* **What you are asked to do**:
Extract each line of the data and write it out again exactly.

— begin —

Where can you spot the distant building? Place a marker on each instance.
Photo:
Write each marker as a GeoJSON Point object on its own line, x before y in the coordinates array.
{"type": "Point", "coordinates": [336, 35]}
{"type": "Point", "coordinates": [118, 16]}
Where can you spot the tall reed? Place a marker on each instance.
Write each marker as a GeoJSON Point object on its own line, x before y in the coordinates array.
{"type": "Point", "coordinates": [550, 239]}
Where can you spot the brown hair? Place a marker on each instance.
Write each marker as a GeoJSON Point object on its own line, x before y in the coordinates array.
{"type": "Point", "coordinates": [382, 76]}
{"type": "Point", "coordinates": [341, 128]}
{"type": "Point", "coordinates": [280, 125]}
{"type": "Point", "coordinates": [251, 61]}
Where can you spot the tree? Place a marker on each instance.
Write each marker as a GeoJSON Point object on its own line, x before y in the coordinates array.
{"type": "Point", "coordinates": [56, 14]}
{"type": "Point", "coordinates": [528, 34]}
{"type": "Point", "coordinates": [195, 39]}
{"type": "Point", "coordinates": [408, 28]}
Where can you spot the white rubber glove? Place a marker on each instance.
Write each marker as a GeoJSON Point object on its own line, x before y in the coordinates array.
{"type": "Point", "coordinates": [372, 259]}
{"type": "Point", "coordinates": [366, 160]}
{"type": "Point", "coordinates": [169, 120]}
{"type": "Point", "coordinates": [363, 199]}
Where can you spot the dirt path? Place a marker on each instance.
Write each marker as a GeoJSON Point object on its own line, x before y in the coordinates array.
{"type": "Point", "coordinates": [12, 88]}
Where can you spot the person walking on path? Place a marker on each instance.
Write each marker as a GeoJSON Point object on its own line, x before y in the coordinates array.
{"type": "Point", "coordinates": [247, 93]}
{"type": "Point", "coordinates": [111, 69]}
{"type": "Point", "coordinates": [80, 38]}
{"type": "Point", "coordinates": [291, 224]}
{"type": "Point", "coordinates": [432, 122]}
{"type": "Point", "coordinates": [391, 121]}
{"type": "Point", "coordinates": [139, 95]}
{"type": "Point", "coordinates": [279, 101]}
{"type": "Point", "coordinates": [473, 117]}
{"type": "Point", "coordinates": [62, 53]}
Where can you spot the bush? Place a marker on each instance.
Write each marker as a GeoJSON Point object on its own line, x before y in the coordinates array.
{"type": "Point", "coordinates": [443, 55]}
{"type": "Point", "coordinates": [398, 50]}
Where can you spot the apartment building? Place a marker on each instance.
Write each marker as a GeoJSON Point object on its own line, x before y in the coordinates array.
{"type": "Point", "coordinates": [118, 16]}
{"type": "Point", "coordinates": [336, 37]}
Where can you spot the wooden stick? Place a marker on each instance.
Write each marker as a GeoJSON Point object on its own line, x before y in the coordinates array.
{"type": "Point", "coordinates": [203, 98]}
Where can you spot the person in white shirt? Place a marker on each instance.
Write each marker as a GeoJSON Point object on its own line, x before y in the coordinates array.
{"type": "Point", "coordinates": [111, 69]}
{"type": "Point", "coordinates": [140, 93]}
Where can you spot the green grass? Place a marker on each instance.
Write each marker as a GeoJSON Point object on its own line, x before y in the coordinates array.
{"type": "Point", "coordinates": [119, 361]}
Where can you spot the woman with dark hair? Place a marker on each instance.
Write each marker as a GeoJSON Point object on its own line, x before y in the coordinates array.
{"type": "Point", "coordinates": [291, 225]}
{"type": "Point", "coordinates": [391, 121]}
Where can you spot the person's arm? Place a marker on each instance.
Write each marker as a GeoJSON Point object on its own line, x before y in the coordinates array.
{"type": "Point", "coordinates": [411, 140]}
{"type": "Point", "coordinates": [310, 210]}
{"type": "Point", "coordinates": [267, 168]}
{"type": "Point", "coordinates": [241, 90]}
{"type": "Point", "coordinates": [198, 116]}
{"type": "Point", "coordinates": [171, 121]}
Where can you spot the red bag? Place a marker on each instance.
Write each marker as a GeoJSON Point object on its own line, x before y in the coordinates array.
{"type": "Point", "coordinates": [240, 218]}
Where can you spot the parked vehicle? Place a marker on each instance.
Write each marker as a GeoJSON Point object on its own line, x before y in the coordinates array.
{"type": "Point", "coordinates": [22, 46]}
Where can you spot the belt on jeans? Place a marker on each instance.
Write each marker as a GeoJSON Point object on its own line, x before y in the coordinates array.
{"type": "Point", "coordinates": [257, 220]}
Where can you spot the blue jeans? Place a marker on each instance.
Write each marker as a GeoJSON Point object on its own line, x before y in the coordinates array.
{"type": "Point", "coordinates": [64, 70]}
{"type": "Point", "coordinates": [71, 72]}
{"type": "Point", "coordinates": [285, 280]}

— end —

* **Full response**:
Where can you spot the distant building? Place a marker on each instance.
Photo:
Write each marker as a GeoJSON Point object on its own line, x before y in the coordinates array.
{"type": "Point", "coordinates": [336, 35]}
{"type": "Point", "coordinates": [118, 16]}
Where can you spot the tall reed? Place a marker on each instance.
Write each marker as a GeoJSON Point object on its own line, x before y in the coordinates array.
{"type": "Point", "coordinates": [550, 239]}
Where can you spot the brown hair? Place a marker on each instance.
Write each marker as a GeoJSON Point object on its own line, x before y in the coordinates array.
{"type": "Point", "coordinates": [382, 76]}
{"type": "Point", "coordinates": [341, 128]}
{"type": "Point", "coordinates": [280, 125]}
{"type": "Point", "coordinates": [251, 61]}
Where can you spot the tree? Place a marker on each instance.
Write each marker as a GeoJSON Point object on its own line, x before y in the coordinates array.
{"type": "Point", "coordinates": [56, 14]}
{"type": "Point", "coordinates": [528, 34]}
{"type": "Point", "coordinates": [195, 39]}
{"type": "Point", "coordinates": [408, 28]}
Where can you spot the white rubber glove? Place a marker on each instance.
Write each marker as a GeoJSON Point object on its own line, x before y in the coordinates array.
{"type": "Point", "coordinates": [372, 259]}
{"type": "Point", "coordinates": [366, 160]}
{"type": "Point", "coordinates": [169, 120]}
{"type": "Point", "coordinates": [363, 199]}
Where can you spot the dirt path? Place a marker on each instance.
Write each marker as a GeoJSON Point object on its own line, x before y in the coordinates array.
{"type": "Point", "coordinates": [12, 88]}
Where can you spot the person walking on path? Place a marker on each instance.
Write each marker as a GeoJSON Point object on its own line, x before y in the coordinates array.
{"type": "Point", "coordinates": [247, 93]}
{"type": "Point", "coordinates": [111, 69]}
{"type": "Point", "coordinates": [80, 38]}
{"type": "Point", "coordinates": [291, 224]}
{"type": "Point", "coordinates": [432, 122]}
{"type": "Point", "coordinates": [391, 121]}
{"type": "Point", "coordinates": [139, 95]}
{"type": "Point", "coordinates": [279, 101]}
{"type": "Point", "coordinates": [473, 117]}
{"type": "Point", "coordinates": [62, 53]}
Where can you spot the bush? Place a marker on each instance.
Write each marker as a GeoJSON Point object on its own line, x before y in the coordinates array.
{"type": "Point", "coordinates": [443, 55]}
{"type": "Point", "coordinates": [398, 50]}
Where can you spot the apartment building? Place a marker on each instance.
Write each marker as a GeoJSON Point object on its own line, x before y in the coordinates array.
{"type": "Point", "coordinates": [118, 16]}
{"type": "Point", "coordinates": [336, 37]}
Where can you spot the wooden stick? Place a marker on each instance.
Write each marker as a GeoJSON Point object on its own line, x before y in the coordinates array.
{"type": "Point", "coordinates": [203, 98]}
Where can you spot the person in white shirt? Place a marker on each instance.
Write each marker as a GeoJSON Point object on its own line, x before y in the coordinates array.
{"type": "Point", "coordinates": [111, 69]}
{"type": "Point", "coordinates": [140, 93]}
Where can you spot the green grass? Place a marker on each instance.
Write each marker as a GeoJSON Point object on its own line, x before y in the coordinates array.
{"type": "Point", "coordinates": [119, 361]}
Where can you spot the woman with dark hair? Place a marker on each instance.
Write each marker as a GeoJSON Point object on its own line, x before y in the coordinates array.
{"type": "Point", "coordinates": [291, 225]}
{"type": "Point", "coordinates": [391, 121]}
Where can you spot the person's arm? Place a marker on each instance.
Write each marker as a GeoJSON Point object on its own line, x before y in the coordinates array.
{"type": "Point", "coordinates": [411, 140]}
{"type": "Point", "coordinates": [310, 210]}
{"type": "Point", "coordinates": [267, 168]}
{"type": "Point", "coordinates": [241, 90]}
{"type": "Point", "coordinates": [198, 116]}
{"type": "Point", "coordinates": [171, 121]}
Where can you spot the red bag? Place a marker on each instance.
Write each marker as a GeoJSON Point object on its own line, x before y in the coordinates array.
{"type": "Point", "coordinates": [240, 218]}
Where can you spot the parked vehicle? Place a marker on each instance.
Write each marker as a GeoJSON Point object on its own line, x before y in the coordinates array.
{"type": "Point", "coordinates": [22, 46]}
Where can you spot the belt on jeans? Place a marker on each instance.
Write each marker as a GeoJSON Point object on its own line, x before y in the coordinates array.
{"type": "Point", "coordinates": [257, 220]}
Where can you spot the blue jeans? Place a marker on each instance.
Write each marker as a GeoJSON Point object on its own line, x before y in the coordinates array.
{"type": "Point", "coordinates": [64, 70]}
{"type": "Point", "coordinates": [71, 72]}
{"type": "Point", "coordinates": [285, 280]}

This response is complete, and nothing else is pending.